**Written request**
Answer these three questions from the article below on the Scouts' policy on gay membership, numbering each answer to match.
1. Which group started calls in April for the Scouts to end the ban?
2. According to spokesman Deron Smith, approximately what percentage of Scout troops are affiliated with a church or religious group?
3. In 2011, how many Scouts nationwide belonged to Mormon-backed Cub Scout and Boy Scout troops?

**Text excerpt**
In the Scouts' statement Monday, the group indicated that the national board may consider passing any decisions on gay membership to the local level. Each troop's charter organization would be able to decide "consistent with each organization's mission, principles, or religious beliefs."
"The policy change under discussion would allow the religious, civic, or educational organizations that oversee and deliver Scouting to determine how to address this issue," the statement said.
The statement itself is remarkable. Some members will see the fact that Scouting's national leadership is even discussing a policy change as a softening of its stance on gays and lesbians.
But some Scouts and Scout parents say that passing the decision to the local level will have little effect on the ground, because many troops have been ignoring the national policy anyway.
The announcement comes after Scouting's national headquarters received numerous complaints from a grass-roots campaign targeting the policy.
In April, the Gay & Lesbian Alliance Against Defamation started calls for the Scouts to end the ban. The group applauded Monday's announcement.
"The Boy Scouts of America have heard from scouts, corporations and millions of Americans that discriminating against gay Scouts and Scout leaders is wrong," GLAAD President Herndon Graddick said. "Scouting is a valuable institution, and this change will only strengthen its core principles of fairness and respect."
The protest was sparked last year after Ohio Cub Scout den leader Jennifer Tyrrell was forced to step down from her position in her son's Cub Scout pack because she is openly gay.
Some critics who say that Scouts have failed to change with the times blame the connections to organized religion. Approximately 70% of Scout troops are affiliated with some kind of church or religious group, according to Boy Scouts of America spokesman Deron Smith.
Scouts for Equality reports that 11 organization councils, which include more than 260,000 Scouts, have publicly protested the policy, according to GLAAD.
The Catholic Church and the Church of Jesus Christ of Latter-day Saints are among scouting's biggest backers, Boy Scouts of America says. In 2011, Mormon-backed Cub Scout and Boy Scout troops accounted for more than 420,000 of all Scouts nationwide. More than 200,000 Scouts were members of units affiliated with the Catholic Church.
President Barack Obama -- the honorary head of the Scouts, as is every president -- supports gay and lesbians in Girl and Boy Scouts, as does former Republican presidential nominee Mitt Romney, a Mormon.
Last year, the Girl Scouts allowed a transgender member into a troop, sparking a cookie boycott.

**Dataset excerpt**

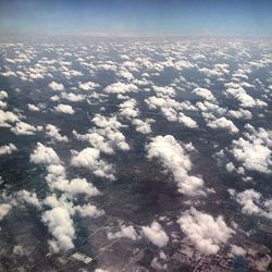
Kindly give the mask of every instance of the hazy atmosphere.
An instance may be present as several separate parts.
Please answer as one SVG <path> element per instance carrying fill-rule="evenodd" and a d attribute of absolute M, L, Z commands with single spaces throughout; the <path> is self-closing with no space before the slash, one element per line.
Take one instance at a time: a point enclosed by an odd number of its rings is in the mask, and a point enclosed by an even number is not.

**Exercise response**
1. The Gay & Lesbian Alliance Against Defamation (GLAAD).
2. Approximately 70%.
3. More than 420,000.